### Excerpt provided
::::::::::
Image credit: tedd4u

Kate Cowan: Play is often co-opted to serve adults’ objectives. Why, and is it always bad? 

Wendy Russell: I don’t think it is always bad. You may as well teach children in ways they find enjoyable. Where it’s tricky is, to get funding for play, we have to say that we can do something else as well. One of the models I’ve been developing is to say, how is the space working? We like the idea of children’s agency, of play as freely chosen, but it emerges from whatever is to hand in opportunistic ways.  

Sonia Livingstone: You identify agency not simply as a child choosing what to do, but in a community? 

Wendy Russell: It’s not just other children, it’s everything in the space, including material objects. One of the playgrounds I work with has a really high jumping platform. When children jump, the grins on their faces are enormous. The dominant justification of risky play is that it teaches children to assess risk. That’s not why children do it, they do it for the thrill. During lockdown, I played with my granddaughter on Zoom; you can do all sorts of things. If you go back to Lefebvre’s triad, lived space on Zoom is interesting. Some play workers built an adventure playground in Minecraft; the first thing kids did was destroy it. 

Kate Cowan: How do you see digital technologies as changing possibilities for play? What changes would you like?
::::::::::
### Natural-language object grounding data
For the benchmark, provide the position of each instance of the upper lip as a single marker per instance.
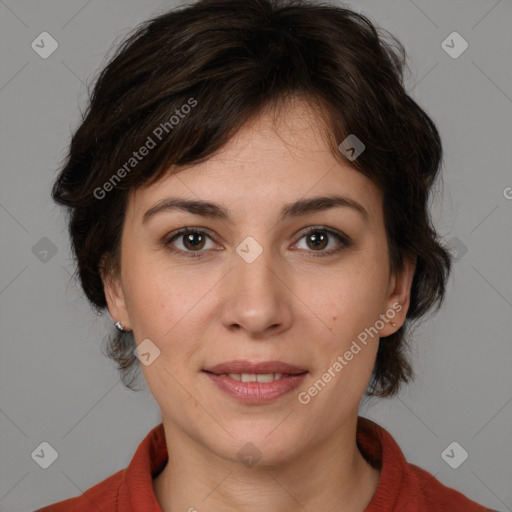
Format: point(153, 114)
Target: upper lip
point(242, 366)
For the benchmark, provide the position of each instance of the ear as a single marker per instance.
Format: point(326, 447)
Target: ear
point(398, 297)
point(114, 294)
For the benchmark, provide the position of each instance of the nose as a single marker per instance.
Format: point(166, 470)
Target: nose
point(257, 297)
::::::::::
### Things to do
a. Translate this sentence from the interview on play into Spanish: "One of the playgrounds I work with has a really high jumping platform."
b. In the interview on play, what was the first thing kids did with the adventure playground that play workers built in Minecraft?
c. According to the interview on play, why does Wendy Russell say it is not always bad for play to be co-opted to serve adults' objectives?

### Answers for this exercise
a. Uno de los parques infantiles con los que trabajo tiene una plataforma de salto muy alta.

b. They destroyed it.

c. She says that you may as well teach children in ways they find enjoyable. Using play for adults' aims can therefore be acceptable when it makes learning enjoyable for children.